**GIVEN REQUEST A:**
Transcribe part of the mailing-list post on the kernel's OOM killer, beginning at the words "On Mon, 13 Mar" and stopping after "killer patch (http://www.surriel.com/patches/).".

start SOURCE DOCUMENT

Re: Some questions about linux kernel.

From: James Sutherland (jas88@cam.ac.uk)
Date: Mon Mar 13 2000 - 06:42:58 EST


On Mon, 13 Mar 2000, Andrea Arcangeli wrote:

> On Sun, 12 Mar 2000, Rik van Riel wrote:
>
> >You might want to take a look at the process selection
> >mechanism in my OOM killer patch (http://www.surriel.com/patches/).
>
> I read the process selection of the oom code in 2.2.15pre12 and it can be
> described this way:
>
> "try _not_ to kill tasks that are been started lots of time ago,
> that used lots of CPU resources, that are running
> non reniced and that are running as roo or with privilegies"
>
> The heuristic has _no-way_ to find out which is the hog. This in turn mean
> that you can kill several wrong tasks before you finally kill the right
> one and so it's useless and worse than what we have now as far I can tell.

Hardly. The current situation amounts to "Kill processes completely
randomly until we hit the right one."

> If you hit a feature in a daemon that incidentally causes it to grow at
> maximal rate you'll end killing lots of innocents for no good reason.

At present, yes. WITH the patch in, it is likely to be killed very soon.

> Your object is defensive "you try not to kill" something that looks more
> important.
>
> I instead believe that we should be aggressive against the _hog_ instead
> of being defensive against some task that may look as non malicious (but
> that you don't know to be innocent).
>
> Once we'll be able to find out which is the hog there will be no need to
> look the informations that you are using in your task-selection
> algorithm. We know we have to kill the hog, despite of its
> euid/priority/lifetime etc...

But HOW do we identify the "hog"? It may well not even be an individual
process - it could be a group of processes.

> The idea I had a few weeks ago to solve the problem and so to find out the
> hog (and that I'll experiment in real life 2.3.x soon) is to add a
> per-task page fault rate (ala avg_slice). Once we'll know the page fault
> rate and the time of the last fault per each process, we'll be almost able
> to find out the memory hog without possible mistakes and we won't need
> anything else.

end SOURCE DOCUMENT
start MATERIAL

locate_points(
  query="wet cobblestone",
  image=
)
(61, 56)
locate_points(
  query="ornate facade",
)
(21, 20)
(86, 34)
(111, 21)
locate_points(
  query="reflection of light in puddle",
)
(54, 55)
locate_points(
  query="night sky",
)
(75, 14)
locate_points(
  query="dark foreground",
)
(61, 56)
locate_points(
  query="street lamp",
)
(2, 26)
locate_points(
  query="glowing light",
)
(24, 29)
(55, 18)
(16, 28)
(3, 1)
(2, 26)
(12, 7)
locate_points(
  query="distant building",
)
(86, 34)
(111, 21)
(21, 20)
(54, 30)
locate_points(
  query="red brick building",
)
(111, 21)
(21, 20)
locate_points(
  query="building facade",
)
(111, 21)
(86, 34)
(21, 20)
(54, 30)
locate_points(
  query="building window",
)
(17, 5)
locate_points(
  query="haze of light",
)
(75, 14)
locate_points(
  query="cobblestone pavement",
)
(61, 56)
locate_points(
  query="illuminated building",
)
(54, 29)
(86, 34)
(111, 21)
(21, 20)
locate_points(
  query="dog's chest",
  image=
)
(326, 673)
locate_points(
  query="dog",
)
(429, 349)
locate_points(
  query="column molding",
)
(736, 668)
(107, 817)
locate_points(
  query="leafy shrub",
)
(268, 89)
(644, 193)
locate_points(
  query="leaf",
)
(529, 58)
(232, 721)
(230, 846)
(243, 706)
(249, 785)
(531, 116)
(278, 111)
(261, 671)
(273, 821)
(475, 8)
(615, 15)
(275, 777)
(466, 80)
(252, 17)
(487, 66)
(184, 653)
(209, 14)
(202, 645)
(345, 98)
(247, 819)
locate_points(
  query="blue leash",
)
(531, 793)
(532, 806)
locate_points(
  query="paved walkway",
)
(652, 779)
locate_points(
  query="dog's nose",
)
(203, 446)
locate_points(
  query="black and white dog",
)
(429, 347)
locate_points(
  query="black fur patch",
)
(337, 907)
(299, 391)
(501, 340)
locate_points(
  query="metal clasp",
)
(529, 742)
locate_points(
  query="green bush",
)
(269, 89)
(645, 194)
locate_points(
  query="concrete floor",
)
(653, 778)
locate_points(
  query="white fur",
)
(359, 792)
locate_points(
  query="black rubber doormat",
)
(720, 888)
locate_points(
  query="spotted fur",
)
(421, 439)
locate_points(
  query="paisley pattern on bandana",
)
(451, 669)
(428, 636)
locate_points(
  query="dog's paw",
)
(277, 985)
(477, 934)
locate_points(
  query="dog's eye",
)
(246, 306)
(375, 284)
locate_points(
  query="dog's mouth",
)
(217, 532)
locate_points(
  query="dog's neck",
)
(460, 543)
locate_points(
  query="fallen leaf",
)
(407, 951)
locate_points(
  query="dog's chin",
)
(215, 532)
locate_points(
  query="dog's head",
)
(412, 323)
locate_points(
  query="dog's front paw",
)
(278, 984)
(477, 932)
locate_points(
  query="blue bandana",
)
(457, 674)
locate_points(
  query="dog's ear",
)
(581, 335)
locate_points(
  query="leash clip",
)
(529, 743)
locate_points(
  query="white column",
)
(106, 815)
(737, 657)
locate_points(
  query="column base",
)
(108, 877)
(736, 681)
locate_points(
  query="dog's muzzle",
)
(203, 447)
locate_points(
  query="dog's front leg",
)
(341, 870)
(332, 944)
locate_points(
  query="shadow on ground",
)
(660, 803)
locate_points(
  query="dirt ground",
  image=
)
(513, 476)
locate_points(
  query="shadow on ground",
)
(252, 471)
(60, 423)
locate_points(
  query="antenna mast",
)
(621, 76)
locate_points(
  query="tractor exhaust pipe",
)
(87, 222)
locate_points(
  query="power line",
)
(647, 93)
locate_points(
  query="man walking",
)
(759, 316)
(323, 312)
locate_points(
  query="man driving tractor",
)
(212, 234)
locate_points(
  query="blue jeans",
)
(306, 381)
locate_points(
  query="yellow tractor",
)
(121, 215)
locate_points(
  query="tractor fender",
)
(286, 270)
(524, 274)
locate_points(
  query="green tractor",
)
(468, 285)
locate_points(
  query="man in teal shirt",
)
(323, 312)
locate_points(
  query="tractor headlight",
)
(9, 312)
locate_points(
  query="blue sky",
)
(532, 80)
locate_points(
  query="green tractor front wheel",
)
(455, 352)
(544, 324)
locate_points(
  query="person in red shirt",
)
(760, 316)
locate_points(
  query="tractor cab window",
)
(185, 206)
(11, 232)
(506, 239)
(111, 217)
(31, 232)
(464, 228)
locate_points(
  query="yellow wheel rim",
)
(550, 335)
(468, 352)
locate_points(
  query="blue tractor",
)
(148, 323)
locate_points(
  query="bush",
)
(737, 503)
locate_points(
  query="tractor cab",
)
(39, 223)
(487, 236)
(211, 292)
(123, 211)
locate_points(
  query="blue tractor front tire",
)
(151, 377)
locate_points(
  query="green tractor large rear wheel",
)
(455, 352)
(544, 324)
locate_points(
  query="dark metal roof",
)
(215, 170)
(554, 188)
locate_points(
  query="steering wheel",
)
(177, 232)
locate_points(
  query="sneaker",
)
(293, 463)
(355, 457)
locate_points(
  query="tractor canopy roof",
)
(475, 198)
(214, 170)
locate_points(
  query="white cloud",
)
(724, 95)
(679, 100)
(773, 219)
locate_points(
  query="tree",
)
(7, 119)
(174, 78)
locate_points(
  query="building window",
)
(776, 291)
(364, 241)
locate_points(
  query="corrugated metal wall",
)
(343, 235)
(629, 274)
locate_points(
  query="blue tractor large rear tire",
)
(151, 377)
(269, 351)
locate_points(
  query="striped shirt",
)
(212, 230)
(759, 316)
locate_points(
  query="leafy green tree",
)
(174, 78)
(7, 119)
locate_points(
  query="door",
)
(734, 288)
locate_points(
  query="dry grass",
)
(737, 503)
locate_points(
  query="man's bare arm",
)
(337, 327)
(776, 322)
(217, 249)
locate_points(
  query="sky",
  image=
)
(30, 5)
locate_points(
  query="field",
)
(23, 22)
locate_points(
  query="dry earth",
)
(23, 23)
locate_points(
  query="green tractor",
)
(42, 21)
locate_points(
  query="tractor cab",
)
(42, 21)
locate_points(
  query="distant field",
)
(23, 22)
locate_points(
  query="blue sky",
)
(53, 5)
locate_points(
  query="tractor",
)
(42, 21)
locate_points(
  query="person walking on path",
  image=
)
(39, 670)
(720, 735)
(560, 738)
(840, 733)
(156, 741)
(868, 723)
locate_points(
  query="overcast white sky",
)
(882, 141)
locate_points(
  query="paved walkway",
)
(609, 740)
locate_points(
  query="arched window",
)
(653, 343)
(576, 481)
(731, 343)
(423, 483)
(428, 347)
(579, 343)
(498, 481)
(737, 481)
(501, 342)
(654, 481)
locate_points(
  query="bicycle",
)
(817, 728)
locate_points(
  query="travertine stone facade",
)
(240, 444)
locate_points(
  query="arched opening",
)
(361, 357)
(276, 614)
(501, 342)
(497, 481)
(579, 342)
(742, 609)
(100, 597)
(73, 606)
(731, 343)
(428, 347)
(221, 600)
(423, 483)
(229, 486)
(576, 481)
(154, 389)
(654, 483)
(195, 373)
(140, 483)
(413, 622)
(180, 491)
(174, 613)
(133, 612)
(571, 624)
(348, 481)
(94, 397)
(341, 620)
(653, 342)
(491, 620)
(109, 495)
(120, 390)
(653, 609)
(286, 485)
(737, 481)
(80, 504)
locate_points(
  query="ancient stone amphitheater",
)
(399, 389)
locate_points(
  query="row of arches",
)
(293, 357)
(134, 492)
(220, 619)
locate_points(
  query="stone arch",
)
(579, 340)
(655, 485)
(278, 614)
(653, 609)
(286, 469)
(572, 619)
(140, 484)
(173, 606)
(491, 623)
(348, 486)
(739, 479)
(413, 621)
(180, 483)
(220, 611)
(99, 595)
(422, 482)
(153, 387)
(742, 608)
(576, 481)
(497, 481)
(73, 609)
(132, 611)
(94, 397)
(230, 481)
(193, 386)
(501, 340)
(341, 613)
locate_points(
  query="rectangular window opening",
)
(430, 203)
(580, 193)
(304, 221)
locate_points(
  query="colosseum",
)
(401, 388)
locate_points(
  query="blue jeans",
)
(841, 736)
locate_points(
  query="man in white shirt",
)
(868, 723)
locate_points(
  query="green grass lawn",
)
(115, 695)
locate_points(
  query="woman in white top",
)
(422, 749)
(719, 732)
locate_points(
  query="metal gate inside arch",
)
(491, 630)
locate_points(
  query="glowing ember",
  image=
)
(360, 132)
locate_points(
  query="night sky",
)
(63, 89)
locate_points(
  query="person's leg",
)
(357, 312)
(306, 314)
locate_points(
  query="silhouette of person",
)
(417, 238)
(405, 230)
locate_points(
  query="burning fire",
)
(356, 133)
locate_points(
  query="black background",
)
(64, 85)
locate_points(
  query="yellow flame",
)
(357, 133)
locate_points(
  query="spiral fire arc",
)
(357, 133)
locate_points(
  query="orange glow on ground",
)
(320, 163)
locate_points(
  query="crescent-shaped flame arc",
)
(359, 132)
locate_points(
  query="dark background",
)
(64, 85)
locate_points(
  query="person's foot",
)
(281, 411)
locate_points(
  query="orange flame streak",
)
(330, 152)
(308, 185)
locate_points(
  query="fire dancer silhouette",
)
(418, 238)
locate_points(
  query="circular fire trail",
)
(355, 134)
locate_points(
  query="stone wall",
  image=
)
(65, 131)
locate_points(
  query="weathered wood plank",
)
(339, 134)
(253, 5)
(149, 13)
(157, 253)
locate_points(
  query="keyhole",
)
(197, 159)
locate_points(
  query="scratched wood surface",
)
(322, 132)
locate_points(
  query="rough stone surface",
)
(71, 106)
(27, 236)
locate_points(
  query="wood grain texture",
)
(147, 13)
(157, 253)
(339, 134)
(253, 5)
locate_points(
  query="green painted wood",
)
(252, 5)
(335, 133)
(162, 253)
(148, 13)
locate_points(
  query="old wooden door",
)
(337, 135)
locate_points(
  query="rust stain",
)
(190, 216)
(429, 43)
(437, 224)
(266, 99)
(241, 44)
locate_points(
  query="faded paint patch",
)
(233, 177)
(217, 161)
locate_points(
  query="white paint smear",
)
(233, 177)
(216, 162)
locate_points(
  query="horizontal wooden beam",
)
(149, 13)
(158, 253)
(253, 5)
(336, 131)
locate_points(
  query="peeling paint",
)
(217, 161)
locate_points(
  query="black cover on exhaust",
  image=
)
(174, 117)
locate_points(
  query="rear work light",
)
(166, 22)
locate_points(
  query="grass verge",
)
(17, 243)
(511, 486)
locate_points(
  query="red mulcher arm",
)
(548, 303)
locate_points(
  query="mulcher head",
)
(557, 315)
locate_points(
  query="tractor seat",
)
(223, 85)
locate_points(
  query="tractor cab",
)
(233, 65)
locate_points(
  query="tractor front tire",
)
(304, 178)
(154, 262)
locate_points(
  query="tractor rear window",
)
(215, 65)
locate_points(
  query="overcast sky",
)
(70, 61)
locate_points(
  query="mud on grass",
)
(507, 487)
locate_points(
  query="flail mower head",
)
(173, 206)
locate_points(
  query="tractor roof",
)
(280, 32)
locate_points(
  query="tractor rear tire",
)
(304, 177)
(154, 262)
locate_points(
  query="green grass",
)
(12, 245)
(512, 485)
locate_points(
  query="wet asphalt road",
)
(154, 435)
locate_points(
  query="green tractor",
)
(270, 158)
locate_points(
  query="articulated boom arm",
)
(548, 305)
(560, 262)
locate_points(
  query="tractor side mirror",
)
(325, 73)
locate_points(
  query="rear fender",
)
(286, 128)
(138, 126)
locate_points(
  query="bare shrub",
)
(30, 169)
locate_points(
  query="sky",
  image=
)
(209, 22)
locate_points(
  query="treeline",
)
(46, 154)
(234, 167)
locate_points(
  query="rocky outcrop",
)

end MATERIAL

**GIVEN REQUEST B:**
Pick out every line of the records that contains the string "rear".

**RESULT A:**
On Mon, 13 Mar 2000, Andrea Arcangeli wrote:

> On Sun, 12 Mar 2000, Rik van Riel wrote:
>
> >You might want to take a look at the process selection
> >mechanism in my OOM killer patch (http://www.surriel.com/patches/).

**RESULT B:**
  query="green tractor large rear wheel",
  query="blue tractor large rear tire",
  query="rear work light",
  query="tractor rear window",
  query="tractor rear tire",
  query="rear fender",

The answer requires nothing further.